## Consigne
Dans l'entrevue sur l'album Sarcoma, quelle idée la figure du bélier représente-t-elle pour le groupe ?
═════ Section du texte ═════
Je crois qu’avec nous, vous ne verrez pas les trucs classiques de sang, diable et entrailles dégoulinantes. Pour nous, le bélier est plutôt une figure qui représente la force. Le mot Sarcoma (NDLR : le mot français est sarcome) représente un cancer qui s’étend de manière où il est, incontrôlable. Il y aussi des cancers qui se veulent figuratifs, dans chacune de nos vies. Ils se propagent et finissent par prendre des vies, d’une autre façon. J’aime bien avoir Sarcoma comme nom pour cet album car chaque nom de chanson représente une sorte de problème, que ce soit au sujet de la dépression, d’une perte, la trahison, abus de substances, un traumatisme. Je vais tous te les résumer ainsi en te disant que ce sont des « cancers ». Chaque membre du groupe est passé au travers une série de problèmes, mais chacun s’en est sorti. Maintenant, nous sommes prêts à tout détruire.
Nuclear Blast est le label parfait pour un groupe comme Alluvial. Généralement, des groupes comme le tien partent en tournée avec une couple d’autres formations pour créer des packages qui se promènent de ville en ville, se ramassent sur le Summer Slaughter mais avec la situation présente, quels sont vos plans pour promouvoir cet album?
Il y a des pourparlers pour des tournées en cette fin d’année. On se garde les doigts croisés, nous espérons que cela puisse arriver. Nous avons des trucs en planification mais vous allez en entendre parler en temps voulu. Jusqu’à ce que le tout retrouve une certaine normalité, nous lançons des simples, il y aura le lancement, des vidéos de performances de chaque musicien, des entrevues comme celle-ci, des podcasts. Nous essayons de rejoindre le plus grand nombre de personnes possible avec cet album en utilisant toutes les ressources mises à notre disposition.
═════ Données fournies ═════
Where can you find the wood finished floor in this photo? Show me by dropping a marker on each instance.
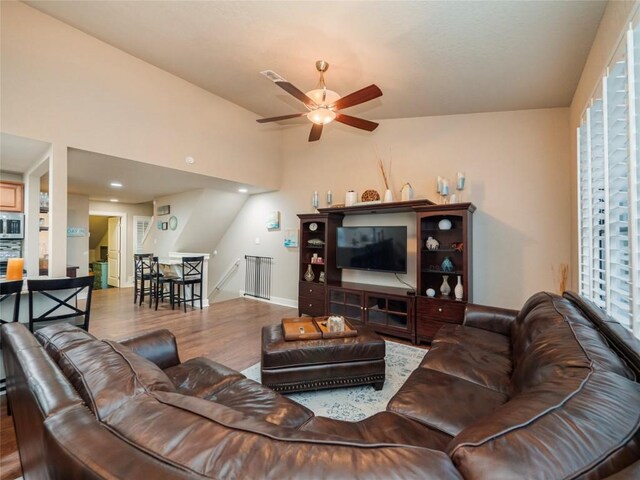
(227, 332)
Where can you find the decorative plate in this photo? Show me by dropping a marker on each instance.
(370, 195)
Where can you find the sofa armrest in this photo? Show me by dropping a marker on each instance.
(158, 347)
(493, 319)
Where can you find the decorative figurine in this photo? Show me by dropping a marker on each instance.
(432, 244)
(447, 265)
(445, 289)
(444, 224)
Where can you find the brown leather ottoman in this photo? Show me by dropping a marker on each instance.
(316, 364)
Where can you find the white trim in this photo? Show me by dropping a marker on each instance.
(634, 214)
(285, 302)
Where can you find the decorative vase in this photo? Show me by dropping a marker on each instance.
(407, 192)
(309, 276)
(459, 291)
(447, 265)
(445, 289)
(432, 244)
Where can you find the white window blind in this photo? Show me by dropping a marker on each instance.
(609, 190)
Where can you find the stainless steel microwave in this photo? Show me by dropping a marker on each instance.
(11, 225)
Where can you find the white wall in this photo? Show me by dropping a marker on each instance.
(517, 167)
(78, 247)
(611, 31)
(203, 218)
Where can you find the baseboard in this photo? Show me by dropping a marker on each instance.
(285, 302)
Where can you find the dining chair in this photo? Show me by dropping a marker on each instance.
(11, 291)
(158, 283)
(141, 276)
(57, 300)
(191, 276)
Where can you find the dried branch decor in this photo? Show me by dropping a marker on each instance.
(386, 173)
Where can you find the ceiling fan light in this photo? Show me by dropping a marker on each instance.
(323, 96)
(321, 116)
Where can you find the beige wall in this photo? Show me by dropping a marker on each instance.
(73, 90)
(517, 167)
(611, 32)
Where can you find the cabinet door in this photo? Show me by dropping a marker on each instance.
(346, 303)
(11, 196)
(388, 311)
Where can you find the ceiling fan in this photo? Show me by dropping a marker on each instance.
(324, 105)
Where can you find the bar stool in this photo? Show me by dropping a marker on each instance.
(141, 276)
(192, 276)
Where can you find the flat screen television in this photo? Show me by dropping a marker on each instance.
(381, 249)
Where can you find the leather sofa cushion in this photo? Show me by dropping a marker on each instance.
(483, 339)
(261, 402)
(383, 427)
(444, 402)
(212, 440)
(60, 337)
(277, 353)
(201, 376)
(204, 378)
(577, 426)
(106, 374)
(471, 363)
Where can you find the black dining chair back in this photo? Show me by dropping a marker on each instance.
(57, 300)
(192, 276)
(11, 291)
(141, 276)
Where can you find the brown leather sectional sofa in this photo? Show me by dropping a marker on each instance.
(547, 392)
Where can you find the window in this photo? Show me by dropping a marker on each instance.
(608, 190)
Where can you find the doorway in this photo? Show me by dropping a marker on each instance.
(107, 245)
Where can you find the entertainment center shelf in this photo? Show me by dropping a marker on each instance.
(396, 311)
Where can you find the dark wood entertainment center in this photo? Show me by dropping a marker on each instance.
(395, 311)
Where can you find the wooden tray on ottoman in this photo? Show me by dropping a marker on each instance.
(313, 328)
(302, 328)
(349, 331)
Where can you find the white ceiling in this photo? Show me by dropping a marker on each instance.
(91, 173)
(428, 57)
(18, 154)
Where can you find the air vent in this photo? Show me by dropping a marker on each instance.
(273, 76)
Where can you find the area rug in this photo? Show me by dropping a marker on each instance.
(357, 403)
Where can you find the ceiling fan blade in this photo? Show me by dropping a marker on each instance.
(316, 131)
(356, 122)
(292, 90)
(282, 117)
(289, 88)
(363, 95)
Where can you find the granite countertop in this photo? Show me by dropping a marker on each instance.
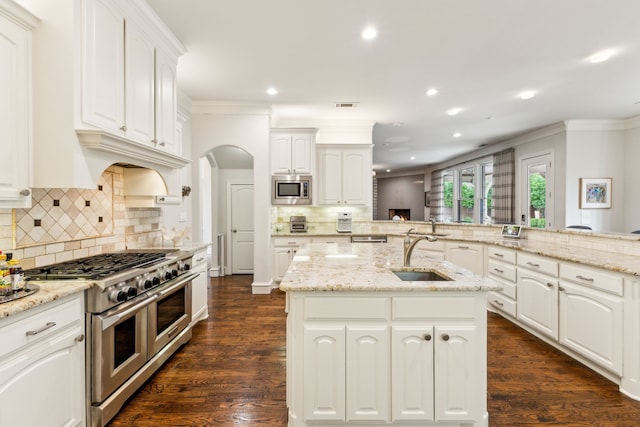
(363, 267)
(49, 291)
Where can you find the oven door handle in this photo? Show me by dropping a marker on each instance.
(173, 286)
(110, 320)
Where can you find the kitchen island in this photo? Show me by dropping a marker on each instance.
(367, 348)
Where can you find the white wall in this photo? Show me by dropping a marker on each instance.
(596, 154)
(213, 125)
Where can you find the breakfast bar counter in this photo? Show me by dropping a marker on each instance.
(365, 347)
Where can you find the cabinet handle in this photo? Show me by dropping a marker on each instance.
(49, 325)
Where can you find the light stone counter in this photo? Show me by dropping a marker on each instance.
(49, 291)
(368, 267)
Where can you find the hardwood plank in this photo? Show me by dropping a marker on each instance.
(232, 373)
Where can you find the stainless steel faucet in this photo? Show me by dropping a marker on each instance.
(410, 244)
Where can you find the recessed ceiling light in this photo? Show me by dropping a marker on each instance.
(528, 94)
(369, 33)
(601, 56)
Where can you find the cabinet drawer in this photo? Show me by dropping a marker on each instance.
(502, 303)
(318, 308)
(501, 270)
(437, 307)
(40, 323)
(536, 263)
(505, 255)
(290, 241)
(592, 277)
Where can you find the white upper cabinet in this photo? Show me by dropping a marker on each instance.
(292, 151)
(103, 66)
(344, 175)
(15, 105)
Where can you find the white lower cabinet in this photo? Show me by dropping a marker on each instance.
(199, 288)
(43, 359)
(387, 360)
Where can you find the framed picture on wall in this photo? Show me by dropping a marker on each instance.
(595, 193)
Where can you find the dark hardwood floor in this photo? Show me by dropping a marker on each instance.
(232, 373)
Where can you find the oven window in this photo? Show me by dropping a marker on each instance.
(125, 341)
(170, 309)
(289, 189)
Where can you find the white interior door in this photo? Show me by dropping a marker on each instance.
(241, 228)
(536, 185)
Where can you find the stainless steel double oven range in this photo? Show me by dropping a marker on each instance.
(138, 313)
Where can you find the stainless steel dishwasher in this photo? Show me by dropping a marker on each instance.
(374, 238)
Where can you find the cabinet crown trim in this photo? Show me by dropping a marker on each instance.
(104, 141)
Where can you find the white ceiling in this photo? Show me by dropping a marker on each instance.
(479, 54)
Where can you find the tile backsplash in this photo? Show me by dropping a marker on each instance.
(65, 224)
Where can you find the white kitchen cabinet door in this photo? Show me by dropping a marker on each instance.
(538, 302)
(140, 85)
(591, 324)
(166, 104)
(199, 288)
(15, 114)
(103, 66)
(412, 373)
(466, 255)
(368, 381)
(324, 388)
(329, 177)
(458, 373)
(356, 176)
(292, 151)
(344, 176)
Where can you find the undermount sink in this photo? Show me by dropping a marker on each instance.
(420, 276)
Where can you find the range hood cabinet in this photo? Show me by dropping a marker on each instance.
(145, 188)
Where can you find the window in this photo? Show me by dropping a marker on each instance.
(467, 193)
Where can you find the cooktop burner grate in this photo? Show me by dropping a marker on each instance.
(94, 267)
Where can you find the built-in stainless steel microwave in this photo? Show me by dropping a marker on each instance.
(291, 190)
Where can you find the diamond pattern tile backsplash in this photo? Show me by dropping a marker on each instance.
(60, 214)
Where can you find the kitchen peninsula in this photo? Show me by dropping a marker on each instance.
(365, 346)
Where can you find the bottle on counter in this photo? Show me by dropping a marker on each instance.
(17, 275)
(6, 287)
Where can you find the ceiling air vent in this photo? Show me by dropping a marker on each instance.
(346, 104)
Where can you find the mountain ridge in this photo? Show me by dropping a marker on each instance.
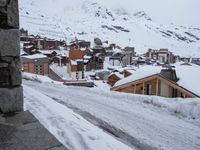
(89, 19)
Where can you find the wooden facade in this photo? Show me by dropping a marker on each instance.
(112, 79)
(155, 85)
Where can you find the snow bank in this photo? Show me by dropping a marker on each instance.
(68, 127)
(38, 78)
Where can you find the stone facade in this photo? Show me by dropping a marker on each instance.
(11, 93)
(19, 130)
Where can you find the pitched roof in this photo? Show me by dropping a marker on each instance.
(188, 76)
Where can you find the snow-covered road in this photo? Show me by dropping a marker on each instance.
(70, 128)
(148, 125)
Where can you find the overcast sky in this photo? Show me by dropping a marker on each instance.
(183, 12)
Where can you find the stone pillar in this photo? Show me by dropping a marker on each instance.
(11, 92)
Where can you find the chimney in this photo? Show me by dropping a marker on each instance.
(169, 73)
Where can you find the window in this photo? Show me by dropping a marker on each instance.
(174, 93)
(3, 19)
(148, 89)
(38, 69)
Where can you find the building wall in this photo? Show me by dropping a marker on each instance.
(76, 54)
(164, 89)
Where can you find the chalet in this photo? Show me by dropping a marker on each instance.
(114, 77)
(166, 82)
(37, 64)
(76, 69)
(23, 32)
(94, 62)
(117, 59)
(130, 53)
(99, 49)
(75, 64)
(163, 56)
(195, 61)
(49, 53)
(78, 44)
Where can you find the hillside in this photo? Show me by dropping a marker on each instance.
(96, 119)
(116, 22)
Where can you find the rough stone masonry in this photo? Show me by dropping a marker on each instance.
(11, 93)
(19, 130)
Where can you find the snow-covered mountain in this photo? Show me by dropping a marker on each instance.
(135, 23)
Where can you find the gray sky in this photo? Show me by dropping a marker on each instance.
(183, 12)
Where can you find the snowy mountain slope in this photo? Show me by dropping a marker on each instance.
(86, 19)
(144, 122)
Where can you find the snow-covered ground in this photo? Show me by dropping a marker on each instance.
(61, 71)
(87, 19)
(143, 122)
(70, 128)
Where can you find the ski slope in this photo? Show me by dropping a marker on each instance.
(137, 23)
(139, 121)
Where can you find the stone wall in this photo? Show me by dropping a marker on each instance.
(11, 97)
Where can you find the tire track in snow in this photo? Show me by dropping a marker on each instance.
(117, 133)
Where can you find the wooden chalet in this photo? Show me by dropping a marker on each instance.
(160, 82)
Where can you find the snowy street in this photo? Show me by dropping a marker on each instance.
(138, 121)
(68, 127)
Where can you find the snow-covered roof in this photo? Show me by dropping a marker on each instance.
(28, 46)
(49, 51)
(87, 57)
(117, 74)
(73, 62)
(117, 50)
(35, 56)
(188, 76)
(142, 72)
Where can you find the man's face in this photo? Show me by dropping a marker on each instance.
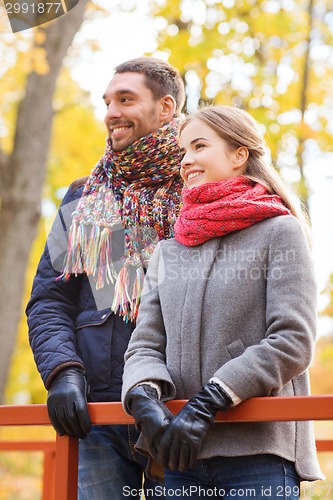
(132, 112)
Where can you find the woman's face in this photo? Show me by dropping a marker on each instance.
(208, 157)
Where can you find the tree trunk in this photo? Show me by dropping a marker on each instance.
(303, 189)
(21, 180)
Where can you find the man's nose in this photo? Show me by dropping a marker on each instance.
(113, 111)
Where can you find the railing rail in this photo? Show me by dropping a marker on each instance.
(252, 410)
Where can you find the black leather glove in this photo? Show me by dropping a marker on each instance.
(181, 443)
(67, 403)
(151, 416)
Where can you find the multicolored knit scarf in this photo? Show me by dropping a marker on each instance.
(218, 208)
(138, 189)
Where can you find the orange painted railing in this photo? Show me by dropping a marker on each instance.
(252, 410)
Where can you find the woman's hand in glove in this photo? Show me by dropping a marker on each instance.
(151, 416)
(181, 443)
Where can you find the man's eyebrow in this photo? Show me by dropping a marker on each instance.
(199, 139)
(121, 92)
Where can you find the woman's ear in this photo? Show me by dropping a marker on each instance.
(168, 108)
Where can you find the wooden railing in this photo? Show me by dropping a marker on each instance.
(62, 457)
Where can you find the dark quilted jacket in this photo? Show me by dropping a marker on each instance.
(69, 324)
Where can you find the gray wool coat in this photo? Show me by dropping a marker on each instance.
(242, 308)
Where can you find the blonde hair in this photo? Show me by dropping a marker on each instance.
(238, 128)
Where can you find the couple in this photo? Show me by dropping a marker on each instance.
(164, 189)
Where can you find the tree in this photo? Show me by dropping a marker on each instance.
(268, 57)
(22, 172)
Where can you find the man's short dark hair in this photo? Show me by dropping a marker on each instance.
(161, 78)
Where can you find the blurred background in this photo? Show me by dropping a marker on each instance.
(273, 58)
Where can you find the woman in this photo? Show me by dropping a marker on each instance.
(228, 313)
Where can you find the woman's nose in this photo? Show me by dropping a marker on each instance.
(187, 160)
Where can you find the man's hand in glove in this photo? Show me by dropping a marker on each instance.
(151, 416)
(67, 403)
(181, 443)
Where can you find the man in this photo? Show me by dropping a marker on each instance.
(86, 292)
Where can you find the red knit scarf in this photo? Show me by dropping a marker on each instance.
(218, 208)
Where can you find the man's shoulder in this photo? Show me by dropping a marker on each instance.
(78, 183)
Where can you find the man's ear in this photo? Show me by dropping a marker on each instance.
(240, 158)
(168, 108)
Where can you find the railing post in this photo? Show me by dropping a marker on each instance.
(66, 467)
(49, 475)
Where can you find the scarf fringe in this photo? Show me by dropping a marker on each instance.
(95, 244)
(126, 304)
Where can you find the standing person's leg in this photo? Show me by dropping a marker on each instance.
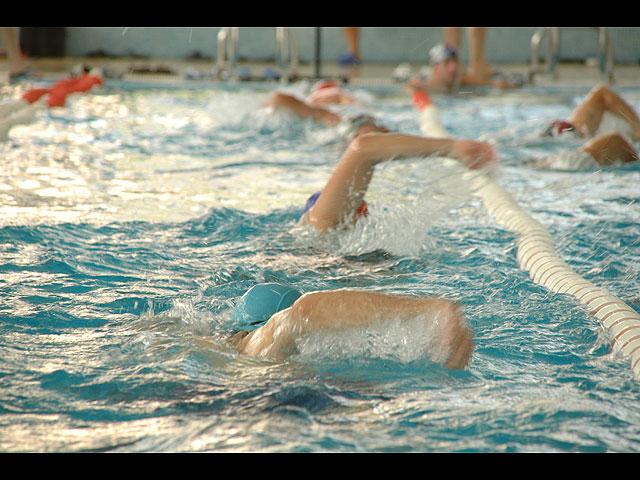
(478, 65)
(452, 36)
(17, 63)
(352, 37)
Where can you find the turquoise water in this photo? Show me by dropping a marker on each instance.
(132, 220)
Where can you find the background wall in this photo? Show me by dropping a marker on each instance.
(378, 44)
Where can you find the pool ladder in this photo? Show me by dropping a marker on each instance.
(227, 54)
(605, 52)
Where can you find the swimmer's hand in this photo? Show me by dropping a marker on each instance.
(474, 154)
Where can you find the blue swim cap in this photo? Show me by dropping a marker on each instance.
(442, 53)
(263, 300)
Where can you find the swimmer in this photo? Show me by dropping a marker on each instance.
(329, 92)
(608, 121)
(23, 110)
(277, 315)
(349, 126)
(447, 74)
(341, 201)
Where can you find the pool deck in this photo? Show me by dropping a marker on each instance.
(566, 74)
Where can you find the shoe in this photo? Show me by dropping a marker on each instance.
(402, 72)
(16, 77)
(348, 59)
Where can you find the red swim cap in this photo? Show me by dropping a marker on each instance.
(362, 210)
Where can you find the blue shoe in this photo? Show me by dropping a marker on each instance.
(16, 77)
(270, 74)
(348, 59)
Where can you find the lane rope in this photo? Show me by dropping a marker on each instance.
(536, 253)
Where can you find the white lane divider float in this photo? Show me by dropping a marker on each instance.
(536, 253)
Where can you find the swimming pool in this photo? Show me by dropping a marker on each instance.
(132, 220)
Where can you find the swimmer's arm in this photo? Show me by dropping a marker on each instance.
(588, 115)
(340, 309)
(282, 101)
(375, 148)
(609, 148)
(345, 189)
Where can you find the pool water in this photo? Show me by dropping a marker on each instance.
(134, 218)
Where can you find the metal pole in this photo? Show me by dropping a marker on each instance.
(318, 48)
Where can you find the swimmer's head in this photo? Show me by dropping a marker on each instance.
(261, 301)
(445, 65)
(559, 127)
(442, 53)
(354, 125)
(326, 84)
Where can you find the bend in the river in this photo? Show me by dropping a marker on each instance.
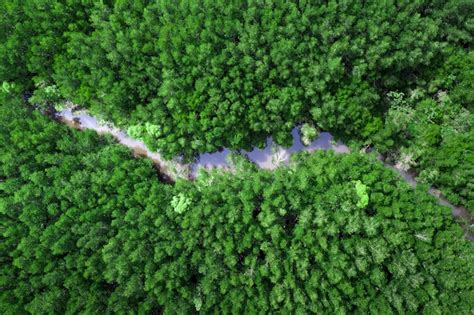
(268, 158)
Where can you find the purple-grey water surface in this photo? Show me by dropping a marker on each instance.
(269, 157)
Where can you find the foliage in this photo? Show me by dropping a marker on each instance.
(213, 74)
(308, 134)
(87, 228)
═════
## Zone de réponse
La force.